To be done:
Return each line of the items below that contains the word "Multiple". Case matters, so count only matches with the same capitalization.

[start of Entries supplied]

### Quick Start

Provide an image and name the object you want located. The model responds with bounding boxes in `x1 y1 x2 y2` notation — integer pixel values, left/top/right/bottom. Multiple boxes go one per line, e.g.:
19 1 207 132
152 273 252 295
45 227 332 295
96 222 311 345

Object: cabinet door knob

[end of Entries supplied]

Finished answer:
Provide an image and name the object you want located. The model responds with bounding boxes in `x1 y1 x2 y2` notation — integer pixel values, left/top/right/bottom. Multiple boxes go one per line, e.g.:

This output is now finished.